*** Provided material ***
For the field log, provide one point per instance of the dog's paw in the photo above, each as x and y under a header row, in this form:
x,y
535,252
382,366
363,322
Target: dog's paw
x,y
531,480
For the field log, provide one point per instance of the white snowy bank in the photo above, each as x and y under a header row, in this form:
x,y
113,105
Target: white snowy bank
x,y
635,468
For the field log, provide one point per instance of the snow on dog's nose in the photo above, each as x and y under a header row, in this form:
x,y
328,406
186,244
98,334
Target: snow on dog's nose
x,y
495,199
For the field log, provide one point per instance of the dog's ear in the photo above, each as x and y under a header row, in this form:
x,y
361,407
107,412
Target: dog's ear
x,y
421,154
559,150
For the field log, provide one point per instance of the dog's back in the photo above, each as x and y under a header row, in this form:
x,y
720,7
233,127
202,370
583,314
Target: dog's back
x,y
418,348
*** End of Provided material ***
What is expected: The records need to be reproduced in their entirety, word for word.

Answer space:
For the field log, provide one point per instance of the dog's paw in the photo above, each as x and y under a header row, in this form:
x,y
535,252
382,366
363,322
Target: dog's paw
x,y
531,480
For the field log, provide one point per instance of the white snowy bank in the photo above, each as x and y under a header row, in this form:
x,y
113,105
Target: white snowy bank
x,y
635,468
For the field log, provide one point per instance of the snow on dog's nose in the photo above, each as x and y under a header row, in this form:
x,y
328,406
186,244
98,334
Target: snow on dog's nose
x,y
495,199
For the field log, provide one point per instance of the dog's ear in the photo above, each as x and y under a header row, in this form:
x,y
361,407
107,412
Target: dog's ear
x,y
421,154
559,150
For the field log, provide one point per instance of the dog's back in the photo above, each as x and y under a header row, in this form:
x,y
720,7
233,127
202,370
583,314
Target: dog's back
x,y
418,348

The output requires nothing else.